▶ _Short task_
Convert the lines of the listing below into a JSON list of strings, one string per line and no blank lines. Start at the line that contains "the halter cheekpiece" and end with the last line of the listing.

(Rows from a pointing dataset)
○ ○ ○
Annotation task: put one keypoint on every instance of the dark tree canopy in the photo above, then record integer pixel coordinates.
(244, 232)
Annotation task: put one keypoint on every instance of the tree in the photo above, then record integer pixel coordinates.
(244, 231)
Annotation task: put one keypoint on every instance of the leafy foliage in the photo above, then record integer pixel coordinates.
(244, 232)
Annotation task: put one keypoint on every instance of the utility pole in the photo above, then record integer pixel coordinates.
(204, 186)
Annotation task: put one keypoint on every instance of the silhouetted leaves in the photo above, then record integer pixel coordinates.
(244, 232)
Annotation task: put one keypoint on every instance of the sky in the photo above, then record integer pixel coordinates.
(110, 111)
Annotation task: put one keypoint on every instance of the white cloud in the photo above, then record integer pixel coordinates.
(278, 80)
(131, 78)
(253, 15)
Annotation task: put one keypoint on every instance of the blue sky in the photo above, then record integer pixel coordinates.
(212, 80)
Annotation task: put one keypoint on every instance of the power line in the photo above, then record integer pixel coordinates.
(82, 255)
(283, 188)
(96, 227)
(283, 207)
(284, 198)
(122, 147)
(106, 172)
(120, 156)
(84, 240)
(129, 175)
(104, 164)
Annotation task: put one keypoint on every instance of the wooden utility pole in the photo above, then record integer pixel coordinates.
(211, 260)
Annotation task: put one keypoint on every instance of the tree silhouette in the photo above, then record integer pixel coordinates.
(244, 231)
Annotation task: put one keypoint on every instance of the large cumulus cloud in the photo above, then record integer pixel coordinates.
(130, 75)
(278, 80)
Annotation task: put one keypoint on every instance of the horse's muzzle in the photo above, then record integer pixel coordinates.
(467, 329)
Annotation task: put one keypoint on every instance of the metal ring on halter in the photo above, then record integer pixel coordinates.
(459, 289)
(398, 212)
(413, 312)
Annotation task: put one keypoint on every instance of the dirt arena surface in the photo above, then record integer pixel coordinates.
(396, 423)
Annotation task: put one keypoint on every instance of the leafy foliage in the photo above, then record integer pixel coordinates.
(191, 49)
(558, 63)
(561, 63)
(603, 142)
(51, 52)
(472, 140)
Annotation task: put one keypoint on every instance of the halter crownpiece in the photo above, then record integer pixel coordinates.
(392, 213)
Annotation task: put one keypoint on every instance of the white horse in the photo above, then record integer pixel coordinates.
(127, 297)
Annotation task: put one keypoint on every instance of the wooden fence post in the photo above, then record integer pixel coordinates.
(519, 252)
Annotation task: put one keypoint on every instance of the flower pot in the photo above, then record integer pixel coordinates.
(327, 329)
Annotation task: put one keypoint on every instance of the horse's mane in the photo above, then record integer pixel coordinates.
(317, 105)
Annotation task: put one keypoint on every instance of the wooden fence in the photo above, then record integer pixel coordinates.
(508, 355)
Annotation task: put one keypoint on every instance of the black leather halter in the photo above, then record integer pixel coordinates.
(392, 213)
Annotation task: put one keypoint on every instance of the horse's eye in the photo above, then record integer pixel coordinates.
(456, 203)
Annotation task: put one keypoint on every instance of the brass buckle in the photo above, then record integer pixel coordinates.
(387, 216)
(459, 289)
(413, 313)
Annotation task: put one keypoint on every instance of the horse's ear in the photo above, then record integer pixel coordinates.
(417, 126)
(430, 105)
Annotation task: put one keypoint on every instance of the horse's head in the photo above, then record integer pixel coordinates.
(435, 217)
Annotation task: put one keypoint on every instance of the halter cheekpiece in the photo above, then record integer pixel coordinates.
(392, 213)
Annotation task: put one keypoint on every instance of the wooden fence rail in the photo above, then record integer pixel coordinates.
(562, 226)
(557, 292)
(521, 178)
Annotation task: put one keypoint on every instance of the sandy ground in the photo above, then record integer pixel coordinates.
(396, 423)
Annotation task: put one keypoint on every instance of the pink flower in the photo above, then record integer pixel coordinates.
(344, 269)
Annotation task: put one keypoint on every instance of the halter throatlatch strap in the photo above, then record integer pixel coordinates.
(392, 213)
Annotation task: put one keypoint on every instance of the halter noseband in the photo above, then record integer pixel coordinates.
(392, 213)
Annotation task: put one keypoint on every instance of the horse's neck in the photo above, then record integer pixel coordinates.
○ ○ ○
▶ _Response below_
[
  "Annotation task: put one keypoint on every instance of the halter cheekpiece in the photo above, then record integer pixel coordinates.",
  "(392, 213)",
  "Annotation task: put one keypoint on every instance of the wooden fence rail in the photo above, then record integer pixel coordinates.",
  "(562, 226)",
  "(557, 292)",
  "(521, 178)",
  "Annotation task: put one keypoint on every instance of the sandy ground in the photo above, then record integer pixel coordinates.",
  "(396, 423)",
  "Annotation task: put one keypoint on every instance of the pink flower in the photo above, then record integer pixel coordinates.",
  "(344, 269)",
  "Annotation task: put one keypoint on every instance of the halter throatlatch strap in the photo above, then record integer pixel coordinates.",
  "(392, 213)",
  "Annotation task: put one keypoint on every instance of the halter noseband in the photo above, then record integer pixel coordinates.",
  "(392, 213)",
  "Annotation task: put one keypoint on every instance of the horse's neck in the photo above, then record integer pixel coordinates."
]